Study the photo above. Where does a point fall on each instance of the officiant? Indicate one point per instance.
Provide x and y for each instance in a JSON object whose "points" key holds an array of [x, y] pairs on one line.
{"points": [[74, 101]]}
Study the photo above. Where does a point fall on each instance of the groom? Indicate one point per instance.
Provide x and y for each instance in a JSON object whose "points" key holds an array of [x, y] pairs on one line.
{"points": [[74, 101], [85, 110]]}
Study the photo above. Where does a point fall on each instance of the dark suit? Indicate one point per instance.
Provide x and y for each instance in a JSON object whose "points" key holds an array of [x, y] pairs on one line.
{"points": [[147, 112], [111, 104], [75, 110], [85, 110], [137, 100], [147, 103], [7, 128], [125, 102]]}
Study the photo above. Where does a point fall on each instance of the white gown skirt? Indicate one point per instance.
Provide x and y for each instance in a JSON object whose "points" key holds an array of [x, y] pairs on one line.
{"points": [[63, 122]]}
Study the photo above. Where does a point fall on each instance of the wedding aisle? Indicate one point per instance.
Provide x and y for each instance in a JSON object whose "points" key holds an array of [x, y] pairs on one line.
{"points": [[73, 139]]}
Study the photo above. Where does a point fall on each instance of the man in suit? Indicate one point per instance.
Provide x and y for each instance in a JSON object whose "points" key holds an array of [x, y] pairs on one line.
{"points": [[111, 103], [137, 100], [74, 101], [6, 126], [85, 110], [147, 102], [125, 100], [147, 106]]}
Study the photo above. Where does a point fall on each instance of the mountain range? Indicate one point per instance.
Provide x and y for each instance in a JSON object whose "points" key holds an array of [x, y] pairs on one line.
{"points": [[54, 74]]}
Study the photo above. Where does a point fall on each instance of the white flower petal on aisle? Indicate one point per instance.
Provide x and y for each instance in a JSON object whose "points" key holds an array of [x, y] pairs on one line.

■ ■ ■

* EXERCISE TASK *
Substitute "bridegroom" for "groom" throughout the lines above, and write all of the lines out again with nothing else changed.

* SOLUTION TO THE EXERCISE *
Study the photo above. Where does a point fall on each instance of the officiant? Indicate one point per instance.
Provide x and y for each instance in a JSON object whose "points" key holds an array of [x, y] pairs on one line.
{"points": [[74, 101]]}
Study the photo above. Where does a point fall on each instance of the bridegroom? Indicate one point per instance.
Provide x and y for each instance in a JSON object whose "points" key holds an array of [x, y] pairs on one line.
{"points": [[74, 101], [85, 110]]}
Study the photo above. Where does a point fall on each instance of the dark suit? Indicate one point per instance.
Provide x and y for each instance in a JSON object whose "points" key holds an array of [x, y] pairs on one line.
{"points": [[147, 112], [111, 104], [75, 110], [85, 110], [137, 100], [147, 103], [7, 128], [125, 102]]}
Study the photo above. Where does a point fall on each instance of the white gown skirt? Indicate one point per instance.
Provide x and y for each instance in a JSON object whose "points" key holds an array of [x, y] pairs on one line.
{"points": [[63, 122]]}
Study the photo above. Where does a point fall on each instance of the wedding aisle? Indicate one point per instance.
Provide x and y for each instance in a JSON object whose "points" key holds an array of [x, y] pairs on one line.
{"points": [[73, 139]]}
Study the photo above. Where does a point fall on each instance of the man in suit? Indicate one point per instance.
Provide x and y for each instance in a JSON object whose "points" key holds an array of [x, y] pairs on one line.
{"points": [[111, 103], [137, 100], [74, 101], [6, 126], [85, 110], [147, 102], [125, 100], [147, 106]]}
Study the photo above. Where does a point fall on each instance of the mountain range? Indicate one point per instance.
Provide x and y for each instance in a JSON object whose "points" key holds an array of [x, y] pairs on one line.
{"points": [[54, 74]]}
Study the photo above. Where does a point fall on each instance of the white flower petal on aisle? Indicate one point per instance.
Provide x and y for each instance in a JSON object whose "points" key holds an array of [x, y] pairs on one line.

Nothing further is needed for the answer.